▶ Short task
Repeat the material below word for word, starting at the line that contains "Teacher note: indicate the tan marking" and ending at the end of the material, and leave the pictures out.

▶ Extracted information
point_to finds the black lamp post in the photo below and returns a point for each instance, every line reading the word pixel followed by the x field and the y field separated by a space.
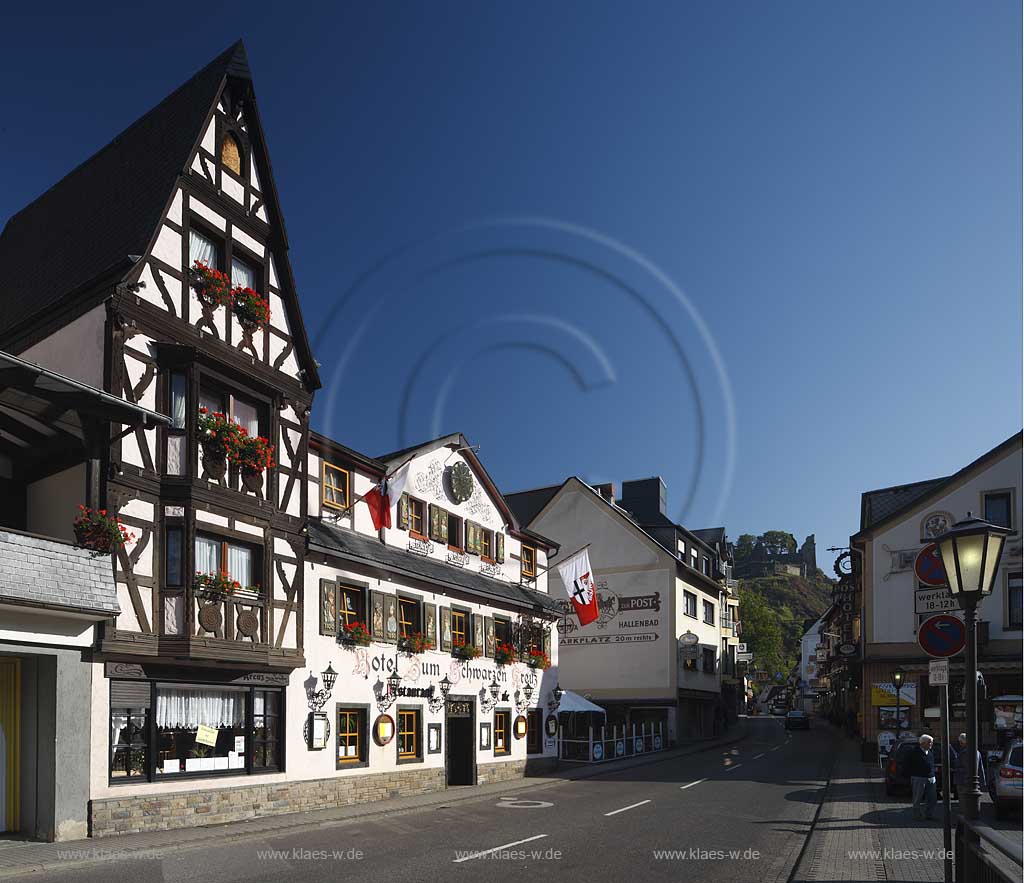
pixel 898 681
pixel 971 550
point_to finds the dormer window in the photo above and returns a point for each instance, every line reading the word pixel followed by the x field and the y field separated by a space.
pixel 230 154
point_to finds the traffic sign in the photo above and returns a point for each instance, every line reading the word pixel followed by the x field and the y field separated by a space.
pixel 938 673
pixel 929 568
pixel 942 635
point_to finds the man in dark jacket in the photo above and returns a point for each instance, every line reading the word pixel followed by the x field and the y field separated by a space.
pixel 921 768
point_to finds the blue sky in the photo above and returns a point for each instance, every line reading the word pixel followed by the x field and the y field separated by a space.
pixel 756 249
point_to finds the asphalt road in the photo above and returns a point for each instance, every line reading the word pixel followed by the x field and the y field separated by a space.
pixel 740 813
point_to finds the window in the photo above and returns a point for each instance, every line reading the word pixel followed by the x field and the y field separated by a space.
pixel 486 544
pixel 351 737
pixel 230 154
pixel 266 728
pixel 409 618
pixel 503 631
pixel 416 524
pixel 173 575
pixel 503 731
pixel 708 660
pixel 535 731
pixel 243 274
pixel 709 610
pixel 455 532
pixel 998 507
pixel 335 487
pixel 203 248
pixel 409 734
pixel 527 561
pixel 460 628
pixel 351 605
pixel 690 604
pixel 242 411
pixel 129 729
pixel 1015 611
pixel 214 554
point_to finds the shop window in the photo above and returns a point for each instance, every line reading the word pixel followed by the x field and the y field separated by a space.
pixel 266 729
pixel 410 734
pixel 503 731
pixel 690 604
pixel 527 562
pixel 240 561
pixel 351 737
pixel 535 731
pixel 335 487
pixel 230 154
pixel 351 605
pixel 410 619
pixel 416 518
pixel 999 507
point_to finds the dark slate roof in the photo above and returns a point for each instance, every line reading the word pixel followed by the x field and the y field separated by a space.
pixel 40 572
pixel 879 505
pixel 527 504
pixel 347 544
pixel 81 232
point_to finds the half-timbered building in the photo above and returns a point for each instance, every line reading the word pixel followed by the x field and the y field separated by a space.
pixel 147 271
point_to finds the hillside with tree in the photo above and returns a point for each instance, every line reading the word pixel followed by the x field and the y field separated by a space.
pixel 775 607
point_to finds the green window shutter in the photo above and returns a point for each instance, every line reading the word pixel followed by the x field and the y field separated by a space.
pixel 446 629
pixel 488 636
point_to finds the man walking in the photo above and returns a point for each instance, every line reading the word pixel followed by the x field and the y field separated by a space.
pixel 963 768
pixel 921 768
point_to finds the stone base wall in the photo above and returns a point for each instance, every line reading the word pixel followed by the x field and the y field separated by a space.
pixel 130 814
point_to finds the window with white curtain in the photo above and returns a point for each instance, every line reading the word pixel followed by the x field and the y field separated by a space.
pixel 202 248
pixel 243 274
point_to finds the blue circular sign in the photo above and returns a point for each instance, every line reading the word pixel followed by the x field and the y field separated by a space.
pixel 942 635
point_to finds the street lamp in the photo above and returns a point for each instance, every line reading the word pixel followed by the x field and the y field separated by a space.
pixel 898 681
pixel 971 550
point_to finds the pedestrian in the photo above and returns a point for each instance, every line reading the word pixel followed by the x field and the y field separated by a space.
pixel 963 768
pixel 921 768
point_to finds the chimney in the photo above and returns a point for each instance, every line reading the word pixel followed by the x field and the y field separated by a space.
pixel 645 498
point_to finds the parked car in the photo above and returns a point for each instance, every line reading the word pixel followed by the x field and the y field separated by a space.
pixel 1006 781
pixel 798 720
pixel 897 778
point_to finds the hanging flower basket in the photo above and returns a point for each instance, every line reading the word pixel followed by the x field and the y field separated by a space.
pixel 219 435
pixel 211 286
pixel 96 531
pixel 354 634
pixel 538 660
pixel 504 655
pixel 250 307
pixel 416 643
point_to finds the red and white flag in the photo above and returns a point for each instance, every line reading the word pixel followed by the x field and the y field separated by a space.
pixel 579 581
pixel 384 497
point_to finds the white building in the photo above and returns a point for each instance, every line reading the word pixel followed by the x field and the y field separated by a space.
pixel 896 524
pixel 654 655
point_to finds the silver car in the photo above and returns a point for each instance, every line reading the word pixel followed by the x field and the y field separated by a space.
pixel 1006 784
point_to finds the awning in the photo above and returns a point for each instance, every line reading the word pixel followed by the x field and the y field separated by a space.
pixel 573 702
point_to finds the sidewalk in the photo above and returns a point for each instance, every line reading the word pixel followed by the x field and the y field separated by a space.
pixel 861 835
pixel 20 858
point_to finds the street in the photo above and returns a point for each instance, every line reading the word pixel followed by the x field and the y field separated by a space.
pixel 740 813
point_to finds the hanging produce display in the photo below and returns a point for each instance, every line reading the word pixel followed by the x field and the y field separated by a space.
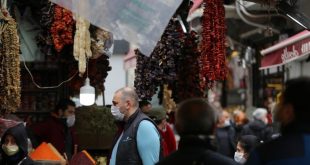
pixel 62 28
pixel 9 64
pixel 188 84
pixel 82 42
pixel 160 67
pixel 212 61
pixel 45 39
pixel 101 42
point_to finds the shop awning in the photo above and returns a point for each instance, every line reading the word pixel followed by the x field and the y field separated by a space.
pixel 293 48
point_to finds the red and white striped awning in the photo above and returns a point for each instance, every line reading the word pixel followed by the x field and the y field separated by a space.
pixel 295 47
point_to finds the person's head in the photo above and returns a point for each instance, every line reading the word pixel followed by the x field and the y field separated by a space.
pixel 125 103
pixel 294 102
pixel 240 117
pixel 245 145
pixel 14 144
pixel 195 117
pixel 260 114
pixel 145 106
pixel 159 116
pixel 65 109
pixel 224 119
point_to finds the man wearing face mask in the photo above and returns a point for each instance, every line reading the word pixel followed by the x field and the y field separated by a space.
pixel 139 141
pixel 14 146
pixel 225 135
pixel 58 128
pixel 259 127
pixel 293 114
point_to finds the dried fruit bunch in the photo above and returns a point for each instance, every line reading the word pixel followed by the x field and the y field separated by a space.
pixel 212 61
pixel 62 28
pixel 44 38
pixel 81 47
pixel 188 84
pixel 9 64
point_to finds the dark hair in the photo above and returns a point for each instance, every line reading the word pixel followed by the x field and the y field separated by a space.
pixel 63 104
pixel 143 103
pixel 195 116
pixel 297 93
pixel 248 142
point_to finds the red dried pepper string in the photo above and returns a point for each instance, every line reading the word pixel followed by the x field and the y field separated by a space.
pixel 213 66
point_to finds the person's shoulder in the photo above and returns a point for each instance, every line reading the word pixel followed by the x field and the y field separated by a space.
pixel 216 158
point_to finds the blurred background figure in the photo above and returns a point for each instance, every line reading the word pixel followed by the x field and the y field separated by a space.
pixel 292 112
pixel 225 135
pixel 245 145
pixel 159 116
pixel 240 120
pixel 145 106
pixel 195 123
pixel 14 146
pixel 259 126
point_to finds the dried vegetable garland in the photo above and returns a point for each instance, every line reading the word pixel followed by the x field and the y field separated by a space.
pixel 213 65
pixel 160 67
pixel 188 84
pixel 45 39
pixel 62 28
pixel 9 64
pixel 82 43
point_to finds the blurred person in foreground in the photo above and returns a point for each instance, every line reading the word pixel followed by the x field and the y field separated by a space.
pixel 159 116
pixel 14 146
pixel 145 106
pixel 138 142
pixel 58 129
pixel 240 120
pixel 196 123
pixel 293 114
pixel 245 145
pixel 259 126
pixel 225 135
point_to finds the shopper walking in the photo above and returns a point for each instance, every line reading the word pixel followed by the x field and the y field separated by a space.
pixel 196 122
pixel 14 146
pixel 58 129
pixel 139 142
pixel 293 114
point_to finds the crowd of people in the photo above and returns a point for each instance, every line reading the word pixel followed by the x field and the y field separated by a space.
pixel 207 135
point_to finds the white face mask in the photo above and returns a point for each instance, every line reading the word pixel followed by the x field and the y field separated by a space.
pixel 239 158
pixel 117 113
pixel 70 120
pixel 10 150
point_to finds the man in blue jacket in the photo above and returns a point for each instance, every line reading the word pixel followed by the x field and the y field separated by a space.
pixel 293 113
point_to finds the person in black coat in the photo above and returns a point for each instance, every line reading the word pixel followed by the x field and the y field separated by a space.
pixel 259 127
pixel 14 146
pixel 196 122
pixel 225 135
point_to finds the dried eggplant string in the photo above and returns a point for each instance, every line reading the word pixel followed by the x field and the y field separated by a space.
pixel 10 67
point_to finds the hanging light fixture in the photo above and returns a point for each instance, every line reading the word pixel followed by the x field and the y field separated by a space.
pixel 87 92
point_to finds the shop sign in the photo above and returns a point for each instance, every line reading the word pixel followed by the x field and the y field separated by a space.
pixel 286 54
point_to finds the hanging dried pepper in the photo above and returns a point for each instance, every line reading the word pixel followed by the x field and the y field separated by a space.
pixel 212 62
pixel 9 65
pixel 62 28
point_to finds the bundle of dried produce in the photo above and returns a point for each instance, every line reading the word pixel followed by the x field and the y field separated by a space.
pixel 101 42
pixel 160 67
pixel 44 38
pixel 62 28
pixel 9 64
pixel 82 42
pixel 213 65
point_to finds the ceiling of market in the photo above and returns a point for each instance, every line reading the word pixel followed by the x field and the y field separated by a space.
pixel 269 19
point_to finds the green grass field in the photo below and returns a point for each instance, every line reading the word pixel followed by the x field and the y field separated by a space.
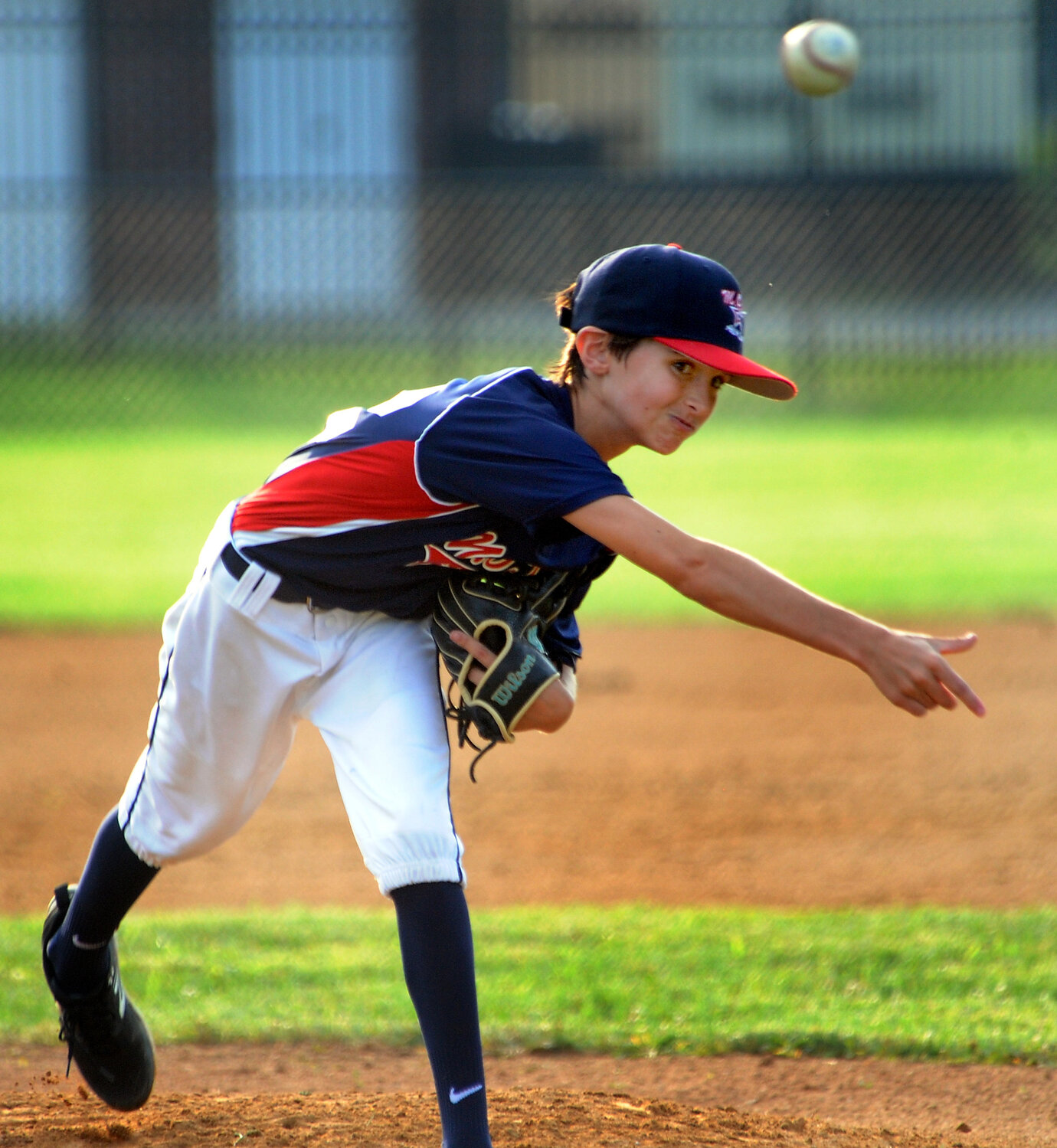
pixel 908 518
pixel 954 984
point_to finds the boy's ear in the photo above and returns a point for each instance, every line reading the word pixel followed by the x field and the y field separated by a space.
pixel 592 345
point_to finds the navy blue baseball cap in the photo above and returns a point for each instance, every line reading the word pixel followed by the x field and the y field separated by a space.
pixel 684 301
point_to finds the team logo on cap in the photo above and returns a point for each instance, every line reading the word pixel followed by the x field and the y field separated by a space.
pixel 732 299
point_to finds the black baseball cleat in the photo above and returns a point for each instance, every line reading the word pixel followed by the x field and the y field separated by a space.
pixel 106 1033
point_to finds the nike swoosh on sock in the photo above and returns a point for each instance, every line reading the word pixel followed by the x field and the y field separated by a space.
pixel 463 1093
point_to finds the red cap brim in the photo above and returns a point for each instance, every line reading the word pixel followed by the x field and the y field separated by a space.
pixel 743 372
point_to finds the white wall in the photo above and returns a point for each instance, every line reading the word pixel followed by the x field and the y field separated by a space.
pixel 41 160
pixel 951 87
pixel 316 151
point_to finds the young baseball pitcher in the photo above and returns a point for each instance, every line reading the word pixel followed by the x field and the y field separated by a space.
pixel 313 596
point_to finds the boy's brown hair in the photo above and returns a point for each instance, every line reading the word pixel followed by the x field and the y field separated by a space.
pixel 569 370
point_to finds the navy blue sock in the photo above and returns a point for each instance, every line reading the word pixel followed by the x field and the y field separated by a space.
pixel 113 879
pixel 437 948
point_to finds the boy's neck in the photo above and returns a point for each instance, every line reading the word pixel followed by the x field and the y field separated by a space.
pixel 594 424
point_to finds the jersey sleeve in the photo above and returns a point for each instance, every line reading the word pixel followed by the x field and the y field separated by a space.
pixel 561 641
pixel 519 460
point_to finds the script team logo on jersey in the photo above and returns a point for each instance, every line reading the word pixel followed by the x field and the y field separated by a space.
pixel 483 550
pixel 732 299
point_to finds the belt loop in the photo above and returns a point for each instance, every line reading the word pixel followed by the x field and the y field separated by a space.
pixel 262 593
pixel 256 586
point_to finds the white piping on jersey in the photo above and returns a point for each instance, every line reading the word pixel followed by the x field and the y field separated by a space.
pixel 401 400
pixel 451 407
pixel 285 533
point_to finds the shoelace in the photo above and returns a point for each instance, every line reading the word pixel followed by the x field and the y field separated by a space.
pixel 92 1023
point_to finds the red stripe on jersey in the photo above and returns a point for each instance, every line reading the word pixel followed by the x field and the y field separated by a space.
pixel 370 482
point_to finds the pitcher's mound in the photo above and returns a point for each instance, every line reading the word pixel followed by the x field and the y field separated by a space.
pixel 527 1118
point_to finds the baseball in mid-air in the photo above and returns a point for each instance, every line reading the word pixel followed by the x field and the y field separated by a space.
pixel 820 57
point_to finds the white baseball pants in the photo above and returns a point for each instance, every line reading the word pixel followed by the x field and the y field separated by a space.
pixel 237 671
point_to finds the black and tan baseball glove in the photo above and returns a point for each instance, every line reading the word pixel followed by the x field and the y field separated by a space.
pixel 509 614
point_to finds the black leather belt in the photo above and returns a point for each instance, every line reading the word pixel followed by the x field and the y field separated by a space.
pixel 237 566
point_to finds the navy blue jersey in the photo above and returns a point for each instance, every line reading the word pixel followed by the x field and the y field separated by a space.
pixel 384 505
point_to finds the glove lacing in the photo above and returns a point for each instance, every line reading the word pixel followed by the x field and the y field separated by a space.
pixel 460 717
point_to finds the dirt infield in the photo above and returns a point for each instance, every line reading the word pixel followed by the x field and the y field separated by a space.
pixel 704 766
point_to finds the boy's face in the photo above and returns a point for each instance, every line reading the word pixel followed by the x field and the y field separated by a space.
pixel 659 395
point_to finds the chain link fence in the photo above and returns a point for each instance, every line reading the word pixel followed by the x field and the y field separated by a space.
pixel 244 213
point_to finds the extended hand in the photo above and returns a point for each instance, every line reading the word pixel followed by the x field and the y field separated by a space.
pixel 550 711
pixel 912 672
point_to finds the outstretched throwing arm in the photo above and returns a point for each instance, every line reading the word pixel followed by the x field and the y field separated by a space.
pixel 910 669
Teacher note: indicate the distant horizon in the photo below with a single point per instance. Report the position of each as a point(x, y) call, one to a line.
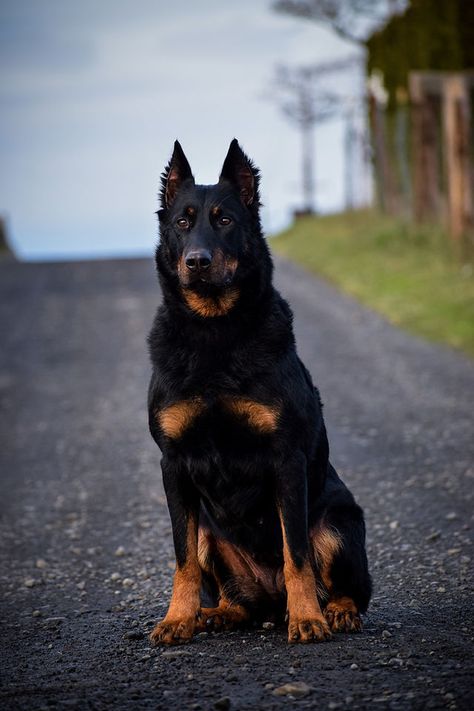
point(94, 96)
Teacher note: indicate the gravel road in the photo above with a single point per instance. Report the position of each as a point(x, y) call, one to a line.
point(86, 558)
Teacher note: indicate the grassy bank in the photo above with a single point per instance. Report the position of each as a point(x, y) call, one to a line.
point(403, 271)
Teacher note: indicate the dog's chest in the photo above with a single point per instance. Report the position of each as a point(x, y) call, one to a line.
point(218, 416)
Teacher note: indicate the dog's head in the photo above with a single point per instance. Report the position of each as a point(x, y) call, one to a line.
point(209, 234)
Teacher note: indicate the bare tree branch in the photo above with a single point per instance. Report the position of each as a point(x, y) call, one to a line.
point(352, 20)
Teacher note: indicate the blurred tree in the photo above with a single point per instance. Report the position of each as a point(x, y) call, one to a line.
point(351, 19)
point(306, 102)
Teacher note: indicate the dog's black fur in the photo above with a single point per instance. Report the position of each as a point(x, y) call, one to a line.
point(261, 520)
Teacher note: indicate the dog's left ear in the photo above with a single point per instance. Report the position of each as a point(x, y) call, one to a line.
point(241, 172)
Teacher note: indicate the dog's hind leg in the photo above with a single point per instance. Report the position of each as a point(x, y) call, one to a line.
point(339, 547)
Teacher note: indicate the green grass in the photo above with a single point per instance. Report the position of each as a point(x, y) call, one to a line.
point(406, 272)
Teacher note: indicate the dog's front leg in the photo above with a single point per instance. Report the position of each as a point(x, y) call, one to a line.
point(183, 503)
point(306, 622)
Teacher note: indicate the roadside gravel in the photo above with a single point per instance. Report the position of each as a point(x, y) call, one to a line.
point(85, 541)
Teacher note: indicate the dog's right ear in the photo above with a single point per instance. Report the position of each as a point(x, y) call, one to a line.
point(175, 174)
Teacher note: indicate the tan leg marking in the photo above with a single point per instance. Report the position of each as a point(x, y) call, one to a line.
point(263, 418)
point(326, 543)
point(306, 623)
point(342, 615)
point(180, 621)
point(175, 419)
point(208, 306)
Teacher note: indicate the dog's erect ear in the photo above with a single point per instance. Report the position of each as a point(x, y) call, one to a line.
point(239, 170)
point(177, 171)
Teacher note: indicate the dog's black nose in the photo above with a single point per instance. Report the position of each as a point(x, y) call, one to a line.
point(199, 260)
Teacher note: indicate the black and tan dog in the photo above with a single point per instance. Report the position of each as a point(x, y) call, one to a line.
point(261, 521)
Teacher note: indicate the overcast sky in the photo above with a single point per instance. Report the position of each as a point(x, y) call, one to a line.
point(93, 95)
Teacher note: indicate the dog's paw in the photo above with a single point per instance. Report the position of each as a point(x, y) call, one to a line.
point(173, 631)
point(315, 629)
point(342, 616)
point(224, 617)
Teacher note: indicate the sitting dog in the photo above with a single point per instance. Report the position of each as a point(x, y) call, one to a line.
point(262, 524)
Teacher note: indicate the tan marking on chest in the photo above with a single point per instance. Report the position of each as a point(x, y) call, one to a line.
point(177, 418)
point(263, 418)
point(207, 306)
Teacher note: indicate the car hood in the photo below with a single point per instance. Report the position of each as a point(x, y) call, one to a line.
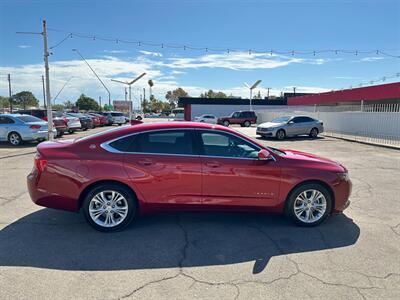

▶ Complete output
Teacher note: indicate the tan marking on chest in the photo above with a single point per instance. Report the position of each as a point(x, y) call, one to a line.
point(177, 418)
point(263, 418)
point(207, 306)
Teacher note: indicate the car hood in the photo below with a single point per instance. Report the position of each as a point(x, y) call, one to a line.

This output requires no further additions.